=== EXTRAIT DE PAGE ===

Ce nouveau principe avait alors inspiré des réticences importantes de certains parlementaires qui craignaient de perdre une partie de leur compétence législative, et il avait également été source d’espoir pour les justiciables et les associations de défense de l’environnement.

 

Pour le Conseil Constitutionnel, ce principe d'amélioration constante de la protection de l'environnement, compte tenu des connaissances scientifiques et techniques du moment, s'impose, dans le cadre des dispositions législatives propres à chaque matière, au pouvoir réglementaire (Conseil constitutionnel, 4 août 2016, n° 2016-737)

 

https://www.conseil-constitutionnel.fr/decision/2016/2016737DC.htm

 

 

Qu’en est-il en pratique après quelques années ?

 

Il doit être observé que la méconnaissance de ce principe de non-régression n’a été retenue que par quelques décisions de justice.

 

Par exemple, un arrêté du ministre chargé de l'aviation civile qui permettait la délivrance de dérogations à l’interdiction d'atterrissage nocturne sur l'aéroport de Beauvais-Tillé :

 

« Faute pour l'administration, d'une part, d'avoir encadré le surcroît du trafic aérien nocturne qui pourrait résulter de l'octroi de ces dérogations et d'autre part, d'avoir indiqué les motifs d'intérêt général qui pourraient le cas échéant les justifier, les associations requérantes sont fondées à soutenir que l'arrêté attaqué méconnaît les dispositions du 9° du II de l'article L. 110-1 du code de l'environnement. posant le principe de non-régression de la protection de l'environnement. » (Conseil d'État, 9 juillet 2021, n° 439195)

===

_CONSIGNES:_
1) Dans l'extrait sur le principe de non-régression, pourquoi le Conseil d'État juge-t-il que l'arrêté sur l'aéroport de Beauvais-Tillé méconnaît ce principe ? Réponds en une à trois phrases.
2) D'après la première phrase de l'extrait sur le principe de non-régression, quels groupes ont réagi à ce nouveau principe ? Cite-les tous.
3) Poursuis l'extrait sur le principe de non-régression à partir de l'endroit où il s'arrête.
Les enregistrements n'ont rien à voir avec ce travail.

=== DONNÉES EXTRAITES ===

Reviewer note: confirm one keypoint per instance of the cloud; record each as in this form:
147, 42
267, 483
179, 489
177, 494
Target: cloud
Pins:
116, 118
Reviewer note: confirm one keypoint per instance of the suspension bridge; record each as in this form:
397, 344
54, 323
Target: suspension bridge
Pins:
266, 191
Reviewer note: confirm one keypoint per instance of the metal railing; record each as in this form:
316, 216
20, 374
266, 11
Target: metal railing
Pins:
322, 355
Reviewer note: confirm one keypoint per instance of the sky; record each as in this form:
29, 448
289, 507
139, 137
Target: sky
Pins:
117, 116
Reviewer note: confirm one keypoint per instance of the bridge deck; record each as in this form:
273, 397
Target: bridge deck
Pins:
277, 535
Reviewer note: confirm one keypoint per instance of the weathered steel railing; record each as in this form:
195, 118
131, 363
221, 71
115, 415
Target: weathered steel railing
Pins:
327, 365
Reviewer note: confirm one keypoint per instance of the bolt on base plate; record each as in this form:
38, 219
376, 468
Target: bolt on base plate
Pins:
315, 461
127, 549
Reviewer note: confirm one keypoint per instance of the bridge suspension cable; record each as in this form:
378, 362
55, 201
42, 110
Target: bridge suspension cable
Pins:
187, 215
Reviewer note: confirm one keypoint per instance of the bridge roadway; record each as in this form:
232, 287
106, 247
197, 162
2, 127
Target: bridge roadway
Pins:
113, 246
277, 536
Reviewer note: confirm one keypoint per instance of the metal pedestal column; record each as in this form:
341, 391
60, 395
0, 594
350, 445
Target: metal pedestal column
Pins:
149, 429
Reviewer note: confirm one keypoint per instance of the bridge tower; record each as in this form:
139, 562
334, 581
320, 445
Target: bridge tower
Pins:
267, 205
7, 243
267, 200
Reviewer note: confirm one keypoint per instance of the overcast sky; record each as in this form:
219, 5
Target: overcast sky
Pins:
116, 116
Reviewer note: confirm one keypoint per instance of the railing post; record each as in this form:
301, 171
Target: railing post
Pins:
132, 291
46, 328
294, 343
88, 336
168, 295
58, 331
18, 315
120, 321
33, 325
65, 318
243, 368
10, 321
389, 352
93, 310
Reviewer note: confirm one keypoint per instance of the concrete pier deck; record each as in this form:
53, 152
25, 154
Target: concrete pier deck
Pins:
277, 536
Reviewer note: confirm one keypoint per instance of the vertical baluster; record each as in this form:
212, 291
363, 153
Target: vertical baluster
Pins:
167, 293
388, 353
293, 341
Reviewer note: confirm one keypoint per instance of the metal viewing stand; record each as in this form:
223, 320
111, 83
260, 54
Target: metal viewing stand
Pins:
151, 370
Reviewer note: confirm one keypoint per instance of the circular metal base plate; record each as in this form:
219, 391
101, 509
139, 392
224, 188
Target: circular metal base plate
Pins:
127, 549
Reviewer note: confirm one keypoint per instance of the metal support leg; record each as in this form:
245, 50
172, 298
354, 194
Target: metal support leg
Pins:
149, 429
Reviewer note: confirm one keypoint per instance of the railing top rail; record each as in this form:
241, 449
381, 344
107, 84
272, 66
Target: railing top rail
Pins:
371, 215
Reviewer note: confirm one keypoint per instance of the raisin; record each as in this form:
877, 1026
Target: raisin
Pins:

===

_RÉPONSES DANS L'ORDRE:_
1) L'administration n'a pas encadré le surcroît de trafic aérien nocturne que les dérogations pourraient entraîner. Elle n'a pas non plus indiqué les motifs d'intérêt général qui pourraient, le cas échéant, justifier ces dérogations. Pour ces deux raisons, l'arrêté méconnaît le 9° du II de l'article L. 110-1 du code de l'environnement.

2)
- certains parlementaires
- les justiciables
- les associations de défense de l'environnement

3)
Souvent la méconnaissance de ce principe n’a pas été retenue. Par exemple, pour la modification du régime ICPE vers l’enregistrement :

« le décret a pour effet de soumettre certaines des activités susceptibles d'affecter l'environnement au régime de l'enregistrement, les soumettant ainsi à l'obligation de réaliser une évaluation environnementale après un examen au cas par cas par le préfet. Alors même que certaines d'entre elles étaient auparavant au nombre des activités devant faire l'objet d'une évaluation environnementale de façon systématique, le décret ne méconnaît pas, par lui-même, le principe de non-régression de la protection de l'environnement énoncé au II de l'article L. 110-1 du code de l'environnement dès lors que, dans les deux cas, les activités susceptibles d'avoir des incidences notables sur l'environnement doivent faire l'objet, en application de l'article L. 122-1 du code de l'environnement combinées avec celles de l'article L. 512-7-2 s'agissant de celles soumises au régime de l'enregistrement, d'une évaluation environnementale. Le moyen tiré de l'atteinte au principe de non régression peut, par suite, être écarté » (Conseil d'État, 25 septembre 2019, n° 427145)

 

Très récemment, par une décision du 27 mars 2023, le Conseil d’Etat a précisé les contours de ce principe :

 

« Le principe de non-régression, tel que défini au 9° du II de l'article L. 110-1 du code de l'environnement s'impose au pouvoir réglementaire lorsqu'il détermine des règles relatives à l'environnement.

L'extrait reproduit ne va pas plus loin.